### Solicitud planteada A
Reproduce tal cual el fragmento del texto sobre la Marcha de las mujeres a Versalles que va de "La Marcha de las" a "ellas a París.".

### Documento fuente
◆ ◆ ◆ ◆

La Marcha de las mujeres a Versalles, también conocida como la Marcha de Octubre o las Jornadas de Octubre, fue un momento decisivo en los primeros meses de la Revolución francesa (1789-1799). El 5 de octubre de 1789, multitudes de mujeres del mercado parisino marcharon sobre Versalles, exigiendo reformas. Asediaron el palacio y obligaron al rey Luis XVI de Francia (que reinó de 1774 a 1792) a regresar con ellas a París.
La marcha, que comenzó en los mercados de París como reacción a la escasez de alimentos y a las acciones antirrevolucionarias de los soldados del rey, lo despojó de gran parte de la independencia y autoridad que le quedaban. Este acontecimiento fue importante porque supuso el golpe de gracia para el sistema de monarquía absoluta de Francia, más tarde conocido como Antiguo Régimen, y porque dio paso al breve período de monarquía constitucional en Francia.
Los estertores de la monarquía
Los últimos días del verano de 1789 encontraron al Antiguo Régimen francés en sus últimos estertores. Con una rapidez asombrosa, el Tercer Estado (los plebeyos) había arrebatado la autoridad al rey Luis XVI, formando una Asamblea Nacional a partir de los Estados Generales de 1789 con el fin de dotar a Francia de una nueva constitución. Desde entonces, el asalto a la Bastilla había puesto aún más poder en manos de los revolucionarios, que lo habían utilizado para abolir primero el feudalismo y los privilegios de las clases altas con los Decretos de agosto, antes de reconocer los derechos naturales del hombre con la Declaración de los Derechos del Hombre y del Ciudadano. Mientras trabajaba en la constitución, la Asamblea siguió desmantelando los pilares fundamentales de la monarquía francesa en la ciudad real de Versalles. Lo que había sido el patio de recreo absolutista del Rey Sol Luis XIV de Francia (que reinó de 1643 a 1715) era ahora el epicentro de la Revolución.

◆ ◆ ◆ ◆

### Registros almacenados
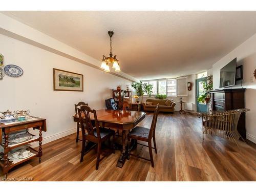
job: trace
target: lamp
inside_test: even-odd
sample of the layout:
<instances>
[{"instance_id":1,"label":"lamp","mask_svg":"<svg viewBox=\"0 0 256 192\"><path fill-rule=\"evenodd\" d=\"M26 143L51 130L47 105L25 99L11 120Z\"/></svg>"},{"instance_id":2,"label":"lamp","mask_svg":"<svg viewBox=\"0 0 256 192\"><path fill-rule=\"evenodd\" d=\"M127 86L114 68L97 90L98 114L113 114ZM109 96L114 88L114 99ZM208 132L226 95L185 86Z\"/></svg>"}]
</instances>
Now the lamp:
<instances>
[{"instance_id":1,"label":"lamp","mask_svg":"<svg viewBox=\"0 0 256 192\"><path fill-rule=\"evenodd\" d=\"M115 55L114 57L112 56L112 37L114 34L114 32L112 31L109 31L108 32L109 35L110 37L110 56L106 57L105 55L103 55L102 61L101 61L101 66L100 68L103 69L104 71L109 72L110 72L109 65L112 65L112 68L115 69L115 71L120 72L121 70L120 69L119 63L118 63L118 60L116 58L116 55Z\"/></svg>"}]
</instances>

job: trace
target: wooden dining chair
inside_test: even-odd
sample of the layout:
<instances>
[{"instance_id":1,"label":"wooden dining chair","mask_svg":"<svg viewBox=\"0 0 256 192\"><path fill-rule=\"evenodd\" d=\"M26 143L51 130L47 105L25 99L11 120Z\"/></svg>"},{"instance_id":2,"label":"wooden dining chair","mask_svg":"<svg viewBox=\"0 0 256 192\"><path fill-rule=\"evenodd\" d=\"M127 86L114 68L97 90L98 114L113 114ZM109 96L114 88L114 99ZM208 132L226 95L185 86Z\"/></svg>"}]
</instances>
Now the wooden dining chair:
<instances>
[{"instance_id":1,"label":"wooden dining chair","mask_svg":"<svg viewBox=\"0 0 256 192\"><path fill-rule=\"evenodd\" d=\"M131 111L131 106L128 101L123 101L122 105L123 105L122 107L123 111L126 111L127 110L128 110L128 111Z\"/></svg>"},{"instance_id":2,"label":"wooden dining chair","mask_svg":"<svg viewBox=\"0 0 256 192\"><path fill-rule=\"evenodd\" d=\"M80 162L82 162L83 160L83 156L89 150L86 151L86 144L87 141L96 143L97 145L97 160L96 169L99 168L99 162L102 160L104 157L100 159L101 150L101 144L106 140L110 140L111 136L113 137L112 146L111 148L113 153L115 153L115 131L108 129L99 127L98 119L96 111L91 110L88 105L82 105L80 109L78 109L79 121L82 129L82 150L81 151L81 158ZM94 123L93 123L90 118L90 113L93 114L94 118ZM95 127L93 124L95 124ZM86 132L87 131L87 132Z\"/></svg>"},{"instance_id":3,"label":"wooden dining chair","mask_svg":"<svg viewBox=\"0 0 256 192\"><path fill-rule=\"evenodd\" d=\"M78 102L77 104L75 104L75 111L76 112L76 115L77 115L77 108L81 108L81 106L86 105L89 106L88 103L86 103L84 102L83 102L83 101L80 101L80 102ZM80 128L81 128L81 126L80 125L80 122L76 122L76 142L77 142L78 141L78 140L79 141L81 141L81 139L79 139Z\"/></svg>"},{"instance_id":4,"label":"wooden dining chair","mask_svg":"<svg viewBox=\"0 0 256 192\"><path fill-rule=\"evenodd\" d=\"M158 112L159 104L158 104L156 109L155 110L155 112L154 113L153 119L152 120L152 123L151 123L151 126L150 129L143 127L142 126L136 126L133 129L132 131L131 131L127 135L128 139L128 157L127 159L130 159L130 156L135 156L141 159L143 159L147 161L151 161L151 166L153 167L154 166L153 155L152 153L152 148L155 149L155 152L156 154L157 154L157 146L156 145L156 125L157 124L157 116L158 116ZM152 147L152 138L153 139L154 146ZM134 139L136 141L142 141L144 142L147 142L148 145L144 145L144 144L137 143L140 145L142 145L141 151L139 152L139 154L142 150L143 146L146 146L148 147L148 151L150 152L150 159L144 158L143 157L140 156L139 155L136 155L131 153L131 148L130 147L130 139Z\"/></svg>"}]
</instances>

◆ ◆ ◆ ◆

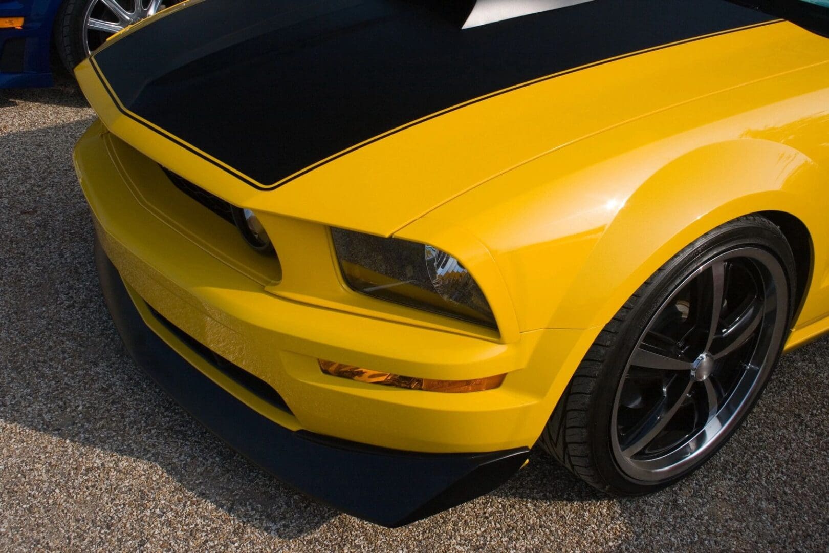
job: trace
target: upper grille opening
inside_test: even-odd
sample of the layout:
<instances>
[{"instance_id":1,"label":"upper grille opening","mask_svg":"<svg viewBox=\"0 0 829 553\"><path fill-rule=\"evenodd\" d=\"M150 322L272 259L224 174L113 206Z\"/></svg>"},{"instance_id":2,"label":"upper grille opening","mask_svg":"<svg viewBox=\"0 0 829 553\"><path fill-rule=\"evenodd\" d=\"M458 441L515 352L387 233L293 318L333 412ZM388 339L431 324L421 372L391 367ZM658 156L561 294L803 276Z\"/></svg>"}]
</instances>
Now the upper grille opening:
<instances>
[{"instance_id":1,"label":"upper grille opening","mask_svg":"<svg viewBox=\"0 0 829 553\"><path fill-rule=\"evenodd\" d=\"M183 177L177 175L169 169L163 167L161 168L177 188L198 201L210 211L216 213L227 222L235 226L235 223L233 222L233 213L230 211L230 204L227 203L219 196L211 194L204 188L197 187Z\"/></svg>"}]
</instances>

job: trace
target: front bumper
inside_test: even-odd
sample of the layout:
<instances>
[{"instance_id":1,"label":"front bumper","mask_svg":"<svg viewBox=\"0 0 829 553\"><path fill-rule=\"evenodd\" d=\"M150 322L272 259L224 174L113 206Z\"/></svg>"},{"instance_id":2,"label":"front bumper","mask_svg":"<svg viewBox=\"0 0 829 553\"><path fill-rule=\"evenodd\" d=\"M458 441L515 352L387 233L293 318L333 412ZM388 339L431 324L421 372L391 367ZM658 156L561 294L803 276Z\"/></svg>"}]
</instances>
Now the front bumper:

◆ ◆ ◆ ◆

### Solicitud planteada B
Di cuántas líneas de las filas anteriores contienen la cadena "target", distinguiendo entre mayúsculas y minúsculas. Responde solo con el número.

### Resultado esperado A
La Marcha de las mujeres a Versalles, también conocida como la Marcha de Octubre o las Jornadas de Octubre, fue un momento decisivo en los primeros meses de la Revolución francesa (1789-1799). El 5 de octubre de 1789, multitudes de mujeres del mercado parisino marcharon sobre Versalles, exigiendo reformas. Asediaron el palacio y obligaron al rey Luis XVI de Francia (que reinó de 1774 a 1792) a regresar con ellas a París.

### Resultado esperado B
4